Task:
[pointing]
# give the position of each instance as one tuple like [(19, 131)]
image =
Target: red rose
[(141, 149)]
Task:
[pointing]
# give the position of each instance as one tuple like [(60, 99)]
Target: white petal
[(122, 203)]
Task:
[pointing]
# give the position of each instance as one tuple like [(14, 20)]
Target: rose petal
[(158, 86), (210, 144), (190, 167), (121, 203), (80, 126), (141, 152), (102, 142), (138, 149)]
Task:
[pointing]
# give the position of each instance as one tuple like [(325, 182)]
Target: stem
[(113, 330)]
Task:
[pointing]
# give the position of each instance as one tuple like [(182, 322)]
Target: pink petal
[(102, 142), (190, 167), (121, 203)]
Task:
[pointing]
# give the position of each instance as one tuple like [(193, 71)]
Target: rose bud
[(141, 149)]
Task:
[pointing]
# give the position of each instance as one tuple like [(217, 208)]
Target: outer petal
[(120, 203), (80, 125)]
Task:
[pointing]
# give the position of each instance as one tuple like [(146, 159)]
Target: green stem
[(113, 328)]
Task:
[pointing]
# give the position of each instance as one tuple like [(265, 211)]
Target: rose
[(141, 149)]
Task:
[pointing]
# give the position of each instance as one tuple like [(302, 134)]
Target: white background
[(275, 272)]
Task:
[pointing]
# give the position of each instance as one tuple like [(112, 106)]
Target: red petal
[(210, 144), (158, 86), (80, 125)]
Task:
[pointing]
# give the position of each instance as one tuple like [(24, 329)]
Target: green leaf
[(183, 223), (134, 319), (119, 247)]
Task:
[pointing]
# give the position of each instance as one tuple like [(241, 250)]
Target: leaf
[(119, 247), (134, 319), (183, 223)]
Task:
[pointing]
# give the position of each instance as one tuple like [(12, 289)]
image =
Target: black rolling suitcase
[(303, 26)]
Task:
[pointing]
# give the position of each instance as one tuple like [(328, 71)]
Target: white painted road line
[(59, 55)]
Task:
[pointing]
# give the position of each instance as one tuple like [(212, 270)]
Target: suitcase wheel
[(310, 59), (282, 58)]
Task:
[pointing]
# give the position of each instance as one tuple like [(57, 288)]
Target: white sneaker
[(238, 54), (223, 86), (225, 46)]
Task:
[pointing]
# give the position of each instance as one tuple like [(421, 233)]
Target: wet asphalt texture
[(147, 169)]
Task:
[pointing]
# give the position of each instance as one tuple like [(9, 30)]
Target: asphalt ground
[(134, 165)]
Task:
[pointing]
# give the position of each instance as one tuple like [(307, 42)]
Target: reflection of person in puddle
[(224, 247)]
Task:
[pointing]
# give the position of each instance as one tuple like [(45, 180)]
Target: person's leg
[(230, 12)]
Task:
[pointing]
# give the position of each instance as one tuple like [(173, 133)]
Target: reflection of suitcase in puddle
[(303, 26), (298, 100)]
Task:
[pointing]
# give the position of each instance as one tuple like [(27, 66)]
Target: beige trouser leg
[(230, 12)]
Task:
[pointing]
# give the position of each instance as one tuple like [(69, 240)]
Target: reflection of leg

What the exercise asks –
Copy out the material above in its entirety. Every detail must match.

Output below –
Task:
[pointing]
# give the position of each instance as one tuple like [(19, 131)]
image =
Target: red rose
[(141, 149)]
Task:
[pointing]
# give the position of each instance as one tuple like [(60, 99)]
Target: white petal
[(122, 203)]
Task:
[pointing]
# give the position of each instance as one tuple like [(14, 20)]
Target: rose petal
[(158, 86), (210, 144), (190, 167), (121, 203), (80, 126), (141, 152), (102, 142), (138, 149)]
Task:
[pointing]
# give the position of each instance as one tuple like [(325, 182)]
Target: stem
[(113, 330)]
Task:
[pointing]
# give the position of each instance as one tuple like [(182, 322)]
Target: pink petal
[(102, 142), (190, 167), (121, 203)]
Task:
[pointing]
# give the position of each instance as one tuple like [(193, 71)]
Target: rose bud
[(141, 149)]
Task:
[pointing]
# give the position of each instance as one tuple like [(217, 208)]
Target: outer petal
[(120, 203), (80, 125)]
Task:
[pointing]
# give the position of each instance as one tuple like [(146, 159)]
Target: green stem
[(113, 328)]
Task:
[pointing]
# give the position of each instance as one tuple like [(265, 211)]
Target: rose
[(141, 149)]
Task:
[pointing]
# give the position of each instance as one tuple like [(302, 134)]
Target: white background
[(275, 272)]
Task:
[pointing]
# give the position of each instance as one tuple like [(112, 106)]
Target: red petal
[(210, 144), (158, 86), (80, 125)]
Task:
[pointing]
# give the position of each instance as one tuple like [(24, 329)]
Target: green leaf
[(183, 223), (134, 319), (119, 247)]
Task:
[pointing]
# give the position of each instance as one tuple like [(241, 250)]
Target: leaf
[(119, 247), (134, 319), (183, 223)]
Task:
[pointing]
# give the position of each instance as one tuple like [(12, 289)]
image =
Target: black rolling suitcase
[(303, 26)]
Task:
[pointing]
# give the position of each instance as one tuple like [(328, 71)]
Target: white painted road line
[(59, 55)]
Task:
[pointing]
# give the position of each instance as one tuple like [(212, 270)]
Target: suitcase wheel
[(310, 59), (282, 58)]
Task:
[pointing]
# give the position of each instance as one tuple like [(57, 288)]
Target: white sneaker
[(238, 54), (223, 86), (225, 46)]
Task:
[pointing]
# give the position of each instance as one tuple like [(421, 233)]
Target: wet asphalt texture
[(147, 169)]
Task:
[pointing]
# give the position of each instance as one tuple like [(9, 30)]
Target: asphalt ground
[(134, 165)]
Task:
[pointing]
# give the position of each instance as one tuple like [(307, 42)]
Target: reflection of person in puddle
[(224, 247)]
Task:
[pointing]
# give the position of each instance as one tuple like [(45, 180)]
Target: person's leg
[(230, 12)]
Task:
[pointing]
# give the position of each instance as one tuple like [(173, 133)]
Target: reflection of suitcase in puddle
[(303, 26), (298, 100)]
Task:
[pointing]
# give the position of each instance as one tuple like [(27, 66)]
Target: beige trouser leg
[(230, 12)]
Task:
[pointing]
# give the position of each instance as one tuple like [(69, 240)]
Target: reflection of leg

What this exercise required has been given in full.